WHAT THIS TASK INVOLVES:
All of the data below must be reproduced word for word, but without its images.

** SOURCE MATERIAL follows **

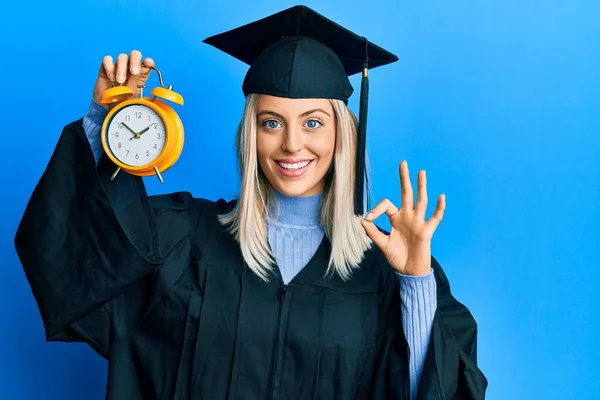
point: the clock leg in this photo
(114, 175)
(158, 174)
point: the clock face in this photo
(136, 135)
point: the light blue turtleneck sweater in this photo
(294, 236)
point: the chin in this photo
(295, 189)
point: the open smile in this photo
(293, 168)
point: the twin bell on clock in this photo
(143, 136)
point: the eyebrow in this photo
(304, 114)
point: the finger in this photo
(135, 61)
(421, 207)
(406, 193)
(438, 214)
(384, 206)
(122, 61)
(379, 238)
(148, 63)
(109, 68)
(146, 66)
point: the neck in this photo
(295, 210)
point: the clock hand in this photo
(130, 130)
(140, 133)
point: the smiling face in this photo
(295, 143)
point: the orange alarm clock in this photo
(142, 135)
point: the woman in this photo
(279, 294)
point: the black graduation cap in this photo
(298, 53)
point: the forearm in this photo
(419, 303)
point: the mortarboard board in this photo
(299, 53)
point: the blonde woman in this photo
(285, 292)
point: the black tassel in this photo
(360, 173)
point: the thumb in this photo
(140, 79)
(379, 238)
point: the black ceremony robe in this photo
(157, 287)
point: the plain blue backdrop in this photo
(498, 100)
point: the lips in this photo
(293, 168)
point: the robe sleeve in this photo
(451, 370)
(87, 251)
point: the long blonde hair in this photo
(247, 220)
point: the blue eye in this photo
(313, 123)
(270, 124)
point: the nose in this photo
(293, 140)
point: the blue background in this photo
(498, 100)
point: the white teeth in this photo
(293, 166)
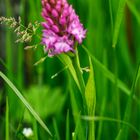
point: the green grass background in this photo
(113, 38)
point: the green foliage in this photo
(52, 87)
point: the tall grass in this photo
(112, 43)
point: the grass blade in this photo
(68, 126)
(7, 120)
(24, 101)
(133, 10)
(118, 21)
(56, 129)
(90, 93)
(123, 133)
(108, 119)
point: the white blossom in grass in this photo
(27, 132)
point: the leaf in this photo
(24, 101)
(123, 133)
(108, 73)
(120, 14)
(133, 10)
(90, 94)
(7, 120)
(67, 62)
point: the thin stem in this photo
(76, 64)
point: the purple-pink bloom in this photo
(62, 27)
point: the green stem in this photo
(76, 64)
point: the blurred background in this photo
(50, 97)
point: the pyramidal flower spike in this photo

** End of SOURCE MATERIAL **

PROBLEM SOLUTION:
point: the clock leg in this photo
(114, 175)
(158, 174)
point: the clock face in this photo
(136, 135)
point: the light blue turtleneck sweater in this photo
(294, 236)
point: the chin in this photo
(295, 189)
point: the open smile in this photo
(293, 168)
point: the twin bell on clock in this photo
(143, 136)
point: the eyebrow in this photo
(304, 114)
point: the finger in this photo
(135, 61)
(421, 207)
(406, 193)
(438, 214)
(384, 206)
(122, 61)
(379, 238)
(148, 63)
(109, 68)
(146, 66)
point: the neck in this photo
(295, 210)
point: the clock hand in this photo
(130, 130)
(140, 133)
point: the smiling face in this photo
(295, 143)
point: the orange alarm clock in this photo
(142, 135)
point: the woman in this photo
(279, 294)
point: the black graduation cap in this photo
(298, 53)
point: the forearm in this photo
(419, 303)
point: the mortarboard board in this photo
(299, 53)
point: the blonde woman in this photo
(285, 292)
point: the black tassel in this photo
(360, 173)
point: the thumb in this photo
(140, 79)
(379, 238)
point: the black ceremony robe in this photo
(157, 287)
point: the plain blue backdrop in this photo
(498, 100)
point: the lips in this photo
(293, 168)
point: the robe sleeve in this photo
(451, 370)
(87, 251)
point: the long blonde hair in this photo
(247, 220)
point: the blue eye in this photo
(313, 123)
(270, 124)
point: the nose in this photo
(293, 140)
point: the blue background in this photo
(498, 100)
point: the white teeth in this photo
(293, 166)
point: the green grass background in this photo
(113, 38)
point: the green foliage in this photo
(52, 87)
point: the tall grass in this photo
(112, 43)
point: the grass blade in this photo
(68, 126)
(7, 120)
(24, 101)
(133, 10)
(118, 21)
(56, 129)
(90, 93)
(123, 133)
(108, 119)
point: the white blossom in grass in this photo
(27, 132)
point: the leaf in this photo
(24, 101)
(123, 133)
(108, 73)
(120, 14)
(133, 10)
(90, 94)
(7, 120)
(67, 62)
point: the thin stem in this photo
(76, 64)
point: the purple-pink bloom in this photo
(62, 27)
point: the green stem in this photo
(76, 64)
point: the blurred background in this photo
(50, 97)
point: the pyramidal flower spike in this photo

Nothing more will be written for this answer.